- Texto
▬▬▬▬▬▬

No ha habido sistema político –y pedagogía– que no haya planteado el tema del poder y la educación. Hasta en las épocas que pueden parecernos más rancias y alejadas, como la Edad Media de un Tomás de Aquino, se preguntaron literalmente “si el efecto de la ley es hacer buenos a los hombres o más bien ricos y sanos”, y concluían que “el rey deberá hacerlos amantes de la virtud”.

¡Ya vimos el dechado de virtud que resultó ser nuestro rey emérito!

La hemeroteca y las noticias –más que la filosofía–, explicarán mejor todo esto. Algunos botones de muestra (que no cabrían en cualquier prenda):

Mientras pedimos educación, asistencia y puntualidad a nuestras alumnas y alumnos, asistimos una y otra vez al abandono airado de los plenos por parte de los políticos –fruto de rabietas de críos pequeños– con banda sonora incluida de insultos y griterío. (No me imagino yo que frente a una discrepancia con mi directora –en reuniones o claustros, pongamos por caso– pegue un enfurecido portazo y haga mutis por el foro).

Más indicios de que algo falla.

Veamos:

• Una diputada llama “subnormal” a Feijóo el día que se elimina el término disminuido de la Constitución.

• Baltar, líder del PP de Ourense, se arriesga a ser imputado tras conducir a 215 kilómetros por hora un coche oficial

• Dimite un concejal de Estella tras pasar por un control de Policía Municipal y dar positivo en tres drogas

Y aquí el adalid de la moral estricta:

• Ortega Smith pierde los papeles y tira una lata a un concejal de Más Madrid.

En fin… ¿Quién gobierna a los políticos? (o, como preguntaba Marx, en nuestro caso: ¿Quién educa al educador?).

▬▬▬▬▬▬

- Material aportado
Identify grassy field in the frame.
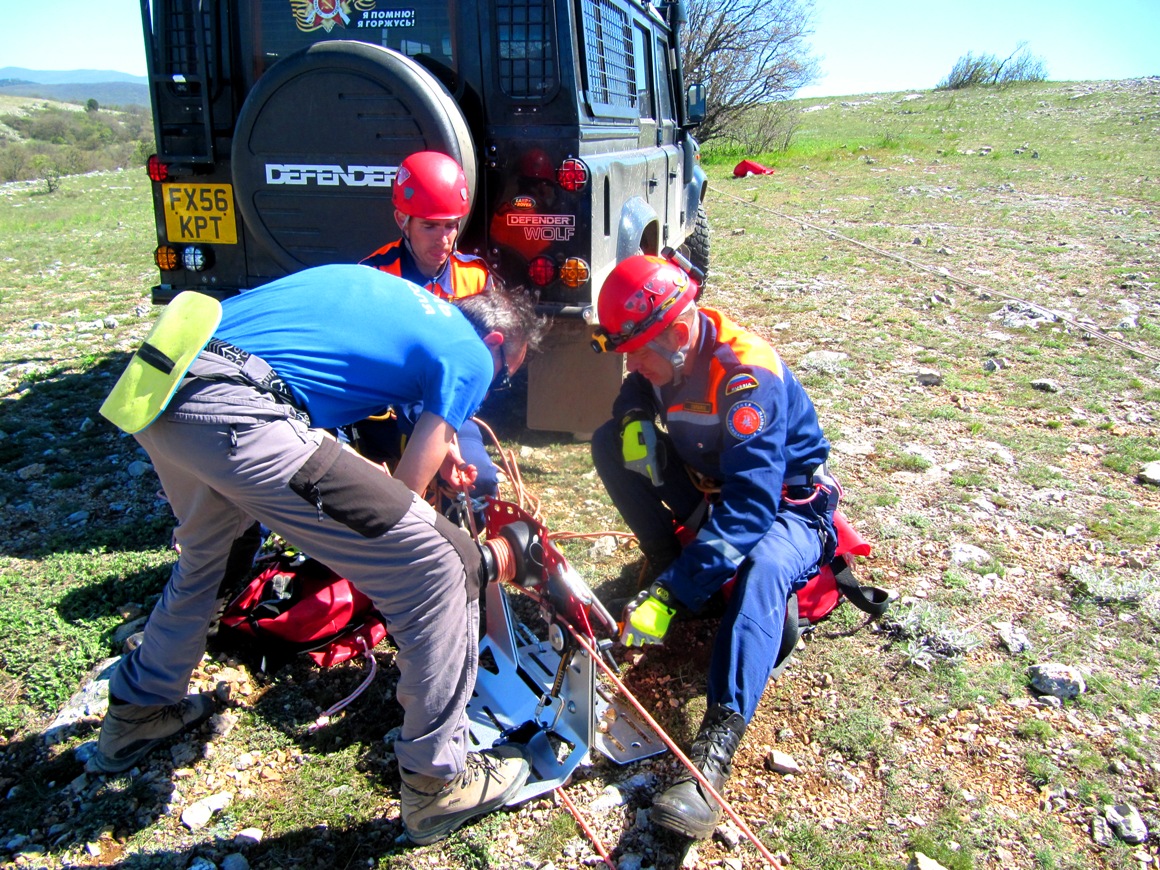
[0,79,1160,870]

▬▬▬▬▬▬

- Qué se pide
Según el texto sobre el poder y la educación, ¿a qué velocidad condujo Baltar un coche oficial? Responde, por favor, con una frase.

- Resultado correcto
Baltar condujo un coche oficial a 215 kilómetros por hora.